### Task material:
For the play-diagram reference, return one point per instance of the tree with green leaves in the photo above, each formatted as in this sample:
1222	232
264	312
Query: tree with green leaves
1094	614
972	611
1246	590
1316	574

### Exercise goal:
Output each of the entries above verbatim, keeping every line and its line breaks unchanged.

### Right answer:
For the play-diagram reference, return one point per instance of the tree with green leaves in the photo above, each formatted as in this sample:
1222	232
264	312
Query: tree with green leaves
1094	614
972	611
1246	590
1316	574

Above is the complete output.